For this exercise, copy the records below exactly and exclude every image.
* * * * *
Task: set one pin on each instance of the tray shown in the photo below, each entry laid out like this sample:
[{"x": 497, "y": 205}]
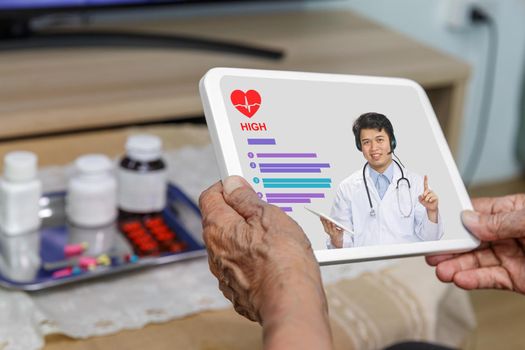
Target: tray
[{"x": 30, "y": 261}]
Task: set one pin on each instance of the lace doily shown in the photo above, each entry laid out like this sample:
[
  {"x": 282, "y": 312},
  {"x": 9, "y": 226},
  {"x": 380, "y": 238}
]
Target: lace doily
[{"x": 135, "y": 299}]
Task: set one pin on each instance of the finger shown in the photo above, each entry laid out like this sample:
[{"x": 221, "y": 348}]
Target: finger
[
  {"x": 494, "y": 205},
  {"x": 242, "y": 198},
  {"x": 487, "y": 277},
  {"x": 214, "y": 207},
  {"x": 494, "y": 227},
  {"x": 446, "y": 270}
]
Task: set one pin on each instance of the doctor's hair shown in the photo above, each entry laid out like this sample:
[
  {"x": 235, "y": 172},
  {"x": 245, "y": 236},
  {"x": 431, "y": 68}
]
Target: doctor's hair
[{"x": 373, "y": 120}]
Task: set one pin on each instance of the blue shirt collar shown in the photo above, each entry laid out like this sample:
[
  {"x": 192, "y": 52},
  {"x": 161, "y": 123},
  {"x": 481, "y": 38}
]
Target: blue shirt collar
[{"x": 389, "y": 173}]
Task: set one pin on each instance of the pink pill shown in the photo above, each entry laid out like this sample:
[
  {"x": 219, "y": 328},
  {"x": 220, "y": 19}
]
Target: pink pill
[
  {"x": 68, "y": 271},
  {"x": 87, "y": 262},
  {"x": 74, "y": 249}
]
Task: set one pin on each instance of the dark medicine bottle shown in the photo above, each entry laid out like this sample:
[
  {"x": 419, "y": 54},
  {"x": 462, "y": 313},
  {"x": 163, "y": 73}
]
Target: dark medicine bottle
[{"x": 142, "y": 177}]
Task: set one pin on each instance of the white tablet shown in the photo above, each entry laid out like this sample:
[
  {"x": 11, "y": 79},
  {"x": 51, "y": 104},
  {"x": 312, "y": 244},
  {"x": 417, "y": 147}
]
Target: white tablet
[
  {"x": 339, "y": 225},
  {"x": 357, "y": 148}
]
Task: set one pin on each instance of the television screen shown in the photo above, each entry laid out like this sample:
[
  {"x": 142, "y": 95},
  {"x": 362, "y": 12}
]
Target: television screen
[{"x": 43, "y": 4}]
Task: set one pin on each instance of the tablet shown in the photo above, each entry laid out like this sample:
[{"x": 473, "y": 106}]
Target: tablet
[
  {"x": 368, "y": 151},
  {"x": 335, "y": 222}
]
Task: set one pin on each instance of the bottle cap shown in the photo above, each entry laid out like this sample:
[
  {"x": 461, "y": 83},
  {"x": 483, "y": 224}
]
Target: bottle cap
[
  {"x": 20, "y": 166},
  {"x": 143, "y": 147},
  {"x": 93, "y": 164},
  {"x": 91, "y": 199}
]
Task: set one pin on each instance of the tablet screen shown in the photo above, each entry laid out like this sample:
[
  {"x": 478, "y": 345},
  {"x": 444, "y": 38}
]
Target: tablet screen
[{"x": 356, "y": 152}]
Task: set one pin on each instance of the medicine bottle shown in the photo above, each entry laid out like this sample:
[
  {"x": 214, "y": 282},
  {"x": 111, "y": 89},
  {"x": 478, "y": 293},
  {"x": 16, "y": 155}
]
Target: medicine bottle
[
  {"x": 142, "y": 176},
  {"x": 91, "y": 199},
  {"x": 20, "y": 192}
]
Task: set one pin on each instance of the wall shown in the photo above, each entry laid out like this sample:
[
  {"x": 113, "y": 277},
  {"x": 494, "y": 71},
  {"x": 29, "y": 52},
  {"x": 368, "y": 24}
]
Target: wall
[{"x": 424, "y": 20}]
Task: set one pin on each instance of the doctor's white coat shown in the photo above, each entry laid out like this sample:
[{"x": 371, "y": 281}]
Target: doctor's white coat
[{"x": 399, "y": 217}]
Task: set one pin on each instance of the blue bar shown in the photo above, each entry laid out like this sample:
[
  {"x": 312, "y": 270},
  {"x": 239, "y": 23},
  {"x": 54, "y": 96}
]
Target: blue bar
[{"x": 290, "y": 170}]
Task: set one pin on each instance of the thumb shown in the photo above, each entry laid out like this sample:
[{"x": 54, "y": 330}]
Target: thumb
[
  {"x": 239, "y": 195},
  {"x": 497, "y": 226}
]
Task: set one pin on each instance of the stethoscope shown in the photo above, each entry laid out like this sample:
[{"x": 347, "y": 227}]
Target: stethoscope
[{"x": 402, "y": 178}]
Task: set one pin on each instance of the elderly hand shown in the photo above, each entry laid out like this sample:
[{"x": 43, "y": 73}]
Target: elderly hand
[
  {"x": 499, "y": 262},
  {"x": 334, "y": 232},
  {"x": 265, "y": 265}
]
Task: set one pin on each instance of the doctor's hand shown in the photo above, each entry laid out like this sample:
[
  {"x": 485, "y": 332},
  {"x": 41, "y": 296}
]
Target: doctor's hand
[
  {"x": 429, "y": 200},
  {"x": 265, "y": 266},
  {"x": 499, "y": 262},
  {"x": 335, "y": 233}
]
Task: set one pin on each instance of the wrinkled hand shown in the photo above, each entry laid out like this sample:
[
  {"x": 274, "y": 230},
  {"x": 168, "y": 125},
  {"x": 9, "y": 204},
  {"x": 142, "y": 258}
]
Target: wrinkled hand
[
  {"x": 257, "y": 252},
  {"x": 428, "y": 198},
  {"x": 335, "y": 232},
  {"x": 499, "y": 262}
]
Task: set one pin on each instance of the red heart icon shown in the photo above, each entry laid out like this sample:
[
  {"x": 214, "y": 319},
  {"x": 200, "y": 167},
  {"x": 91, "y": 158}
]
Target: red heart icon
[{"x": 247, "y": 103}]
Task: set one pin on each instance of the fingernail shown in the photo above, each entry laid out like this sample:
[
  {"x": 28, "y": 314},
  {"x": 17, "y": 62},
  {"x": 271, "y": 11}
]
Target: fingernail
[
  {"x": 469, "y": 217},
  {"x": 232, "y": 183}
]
* * * * *
(Response to this exercise)
Task: set one pin on each instance of the tray shown in the photo below, each entry laid out like this sample:
[{"x": 497, "y": 205}]
Target: tray
[{"x": 30, "y": 261}]
Task: set one pin on each instance of the lace doily shown in the photo above, each entry laid out like this sample:
[
  {"x": 282, "y": 312},
  {"x": 9, "y": 226},
  {"x": 380, "y": 238}
]
Target: lace doily
[{"x": 135, "y": 299}]
Task: set one pin on each instance of the finger shown in the photo above, each entry laid out like this sample:
[{"x": 221, "y": 348}]
Target: finger
[
  {"x": 494, "y": 205},
  {"x": 242, "y": 198},
  {"x": 487, "y": 277},
  {"x": 214, "y": 207},
  {"x": 494, "y": 227},
  {"x": 446, "y": 270}
]
Task: set one pin on each instance of the doctor's hair shown in the photo above, each entry laid out like this sample:
[
  {"x": 235, "y": 172},
  {"x": 245, "y": 236},
  {"x": 431, "y": 68}
]
Target: doctor's hair
[{"x": 373, "y": 120}]
Task: set one pin on each instance of the blue shirt collar shown in the photo above, each entry laid out like this sample:
[
  {"x": 192, "y": 52},
  {"x": 161, "y": 123},
  {"x": 481, "y": 38}
]
Target: blue shirt collar
[{"x": 389, "y": 173}]
Task: set one pin on each instance of the pink pill shown in the photo above, each entry laid out like this sample:
[
  {"x": 219, "y": 328},
  {"x": 220, "y": 19}
]
Target: pink pill
[
  {"x": 68, "y": 271},
  {"x": 87, "y": 262},
  {"x": 74, "y": 249}
]
Task: set one pin on each instance of the dark medicine bottle shown in the photo above, each entry laid out like this sample:
[
  {"x": 419, "y": 54},
  {"x": 462, "y": 313},
  {"x": 163, "y": 73}
]
Target: dark medicine bottle
[{"x": 142, "y": 177}]
Task: set one pin on each instance of the white tablet shown in the photo above, each entry laid out like this sample:
[
  {"x": 11, "y": 79},
  {"x": 51, "y": 104},
  {"x": 312, "y": 244},
  {"x": 417, "y": 147}
]
Target: white tablet
[
  {"x": 339, "y": 225},
  {"x": 357, "y": 148}
]
Task: set one pin on each instance of the television screen shown in the photo above, each entry laid out like this sample:
[
  {"x": 142, "y": 95},
  {"x": 362, "y": 12}
]
Target: television screen
[{"x": 43, "y": 4}]
Task: set one pin on each instance of the tablet shown in the photo above, each entry laid out like this sample:
[{"x": 473, "y": 106}]
Target: tablet
[
  {"x": 368, "y": 151},
  {"x": 335, "y": 222}
]
Task: set one pin on each instance of the bottle cap shown in the photo above, each entry laid out like this sample:
[
  {"x": 461, "y": 83},
  {"x": 483, "y": 224}
]
Target: bottle cap
[
  {"x": 20, "y": 166},
  {"x": 143, "y": 147},
  {"x": 93, "y": 164},
  {"x": 91, "y": 199}
]
Task: set one pin on each instance of the tablet screen shown in the photo above, each entry laid out like this sample:
[
  {"x": 478, "y": 345},
  {"x": 444, "y": 38}
]
Target: tablet screen
[{"x": 356, "y": 152}]
Task: set one pin on each instance of the medicine bottle shown in the photo above, each entry laid out like this sample:
[
  {"x": 214, "y": 282},
  {"x": 111, "y": 89},
  {"x": 478, "y": 293},
  {"x": 16, "y": 155}
]
Target: medicine bottle
[
  {"x": 142, "y": 176},
  {"x": 91, "y": 199},
  {"x": 20, "y": 192}
]
Task: set one pin on each instance of the wall shown in the photo above, each entry laid out like this sample:
[
  {"x": 113, "y": 277},
  {"x": 494, "y": 71},
  {"x": 29, "y": 52},
  {"x": 368, "y": 24}
]
Target: wall
[{"x": 424, "y": 20}]
Task: set one pin on each instance of the doctor's white coat shown in the photo above, each entry laid out like this sample:
[{"x": 371, "y": 281}]
Target: doctor's white coat
[{"x": 399, "y": 217}]
Task: set one pin on each instance of the blue bar shown in the photo above, each entry laid out like this sample:
[
  {"x": 312, "y": 270},
  {"x": 239, "y": 23},
  {"x": 54, "y": 96}
]
Target: blue bar
[{"x": 290, "y": 170}]
Task: set one pin on each instance of the thumb shown in the photo above, each entry laid out like this sample:
[{"x": 54, "y": 330}]
Target: thumb
[
  {"x": 239, "y": 195},
  {"x": 497, "y": 226}
]
Task: set one pin on each instance of the stethoscope shown in the photo above, each entry laid out like this sample:
[{"x": 347, "y": 227}]
Target: stethoscope
[{"x": 402, "y": 178}]
Task: set one pin on each instance of the elderly hand shown in the photo above, each entry laid out like this sample:
[{"x": 43, "y": 73}]
Target: elderly hand
[
  {"x": 499, "y": 262},
  {"x": 334, "y": 232},
  {"x": 265, "y": 265}
]
Task: set one pin on each instance of the doctor's hand shown in the photo above, each entry laid out like this sample:
[
  {"x": 485, "y": 332},
  {"x": 41, "y": 296}
]
Target: doctor's hand
[
  {"x": 429, "y": 200},
  {"x": 265, "y": 266},
  {"x": 499, "y": 262},
  {"x": 335, "y": 233}
]
Task: set one pin on each instance of the wrinkled hand shown in the photo above, each entry laid out like this sample:
[
  {"x": 274, "y": 230},
  {"x": 168, "y": 125},
  {"x": 9, "y": 204},
  {"x": 142, "y": 258}
]
Target: wrinkled hand
[
  {"x": 257, "y": 252},
  {"x": 428, "y": 198},
  {"x": 335, "y": 232},
  {"x": 499, "y": 262}
]
Task: set one pin on each instance of the red heart icon shown in the photo above, each entry laid out like this sample:
[
  {"x": 214, "y": 319},
  {"x": 200, "y": 167},
  {"x": 91, "y": 158}
]
Target: red heart icon
[{"x": 247, "y": 103}]
Task: set one pin on each instance of the fingernail shown in the photo above, each entry laid out like this sample:
[
  {"x": 28, "y": 314},
  {"x": 17, "y": 62},
  {"x": 271, "y": 11}
]
Target: fingernail
[
  {"x": 469, "y": 217},
  {"x": 232, "y": 183}
]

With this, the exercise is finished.